Derechos Humanos, perdón y otras “nimiedades”.

La Declaración Universal de los Derechos Humanos se firmó en 1948 en París. Son treinta artículos que recogen una serie de orientaciones para facilitar la convivencia entre todas las personas a nivel mundial. Es cierto que no son leyes sino que son orientaciones que los países firmantes deben cumplir pero, también, es cierto que se firmaron para contribuir a la creación de un mundo mejor para todos.
A pesar de que tengamos la sensación de que las cosas nos van tan mal últimamente si echamos un vistazo hacia atrás nos daremos cuenta de que alguna mejoría sí que ha habido. Tan sólo con comparar las grandes atrocidades que se cometieron, especialmente, a principios y mediados del siglo XX con lo que actualmente estamos viviendo ya podemos marcar una gran diferencia.
No vivimos en el paraíso pero, al menos, podemos considerarnos personas más racionales que algunas de las que vivieron entonces. Durante todo este tiempo hemos comprendido que la vida de los hombres y de las mujeres vale lo mismo y seguimos luchando por ello. Y también, somos capaces de convivir en nuestras ciudades con personas de distintas razas, a pesar de ciertas corrientes que, a veces, aparecen para echar la culpa de nuestros males al más débil.
Lo que viene a proclamar la Declaración Universal de los Derechos Humanos es que todas las personas somos iguales. Que podemos defender nuestros derechos pero también tenemos la responsabilidad de respetar los de los demás. Y es aquí donde se produce la discordia. “¿Qué pasa cuando los demás no respetan nuestros derechos y los pisotean?”, “Deberían pagar por ello en la misma medida para que aprendan”, “No se pueden ir de rositas”.

■ Elementos:
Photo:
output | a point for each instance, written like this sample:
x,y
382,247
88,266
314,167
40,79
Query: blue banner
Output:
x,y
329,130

■ Requisitos del ejercicio:
[a] Responde estas preguntas sobre el texto acerca de los derechos humanos:
(i) ¿En qué año y en qué ciudad se firmó la Declaración Universal de los Derechos Humanos?
(ii) ¿Cuántos artículos la componen?
(iii) Según el texto, ¿qué viene a proclamar la Declaración?
[b] Transcribe fielmente el texto sobre los derechos humanos, comenzando en "A pesar de que" y terminando en "al más débil.".
[c] Resume en forma de lista el párrafo del texto sobre los derechos humanos que empieza con "No vivimos en el paraíso", sin perder sus datos principales.
El material no tiene relación con el texto.

■ Soluciones:
[a]
(i) Se firmó en 1948 en París.
(ii) La componen treinta artículos.
(iii) Proclama que todas las personas somos iguales.

[b]
A pesar de que tengamos la sensación de que las cosas nos van tan mal últimamente si echamos un vistazo hacia atrás nos daremos cuenta de que alguna mejoría sí que ha habido. Tan sólo con comparar las grandes atrocidades que se cometieron, especialmente, a principios y mediados del siglo XX con lo que actualmente estamos viviendo ya podemos marcar una gran diferencia.
No vivimos en el paraíso pero, al menos, podemos considerarnos personas más racionales que algunas de las que vivieron entonces. Durante todo este tiempo hemos comprendido que la vida de los hombres y de las mujeres vale lo mismo y seguimos luchando por ello. Y también, somos capaces de convivir en nuestras ciudades con personas de distintas razas, a pesar de ciertas corrientes que, a veces, aparecen para echar la culpa de nuestros males al más débil.

[c]
- No vivimos en el paraíso, pero podemos considerarnos más racionales que algunas personas de aquella época.
- Hemos comprendido que la vida de hombres y mujeres vale lo mismo, y seguimos luchando por ello.
- Convivimos en nuestras ciudades con personas de distintas razas.
- A veces surgen corrientes que culpan de nuestros males al más débil.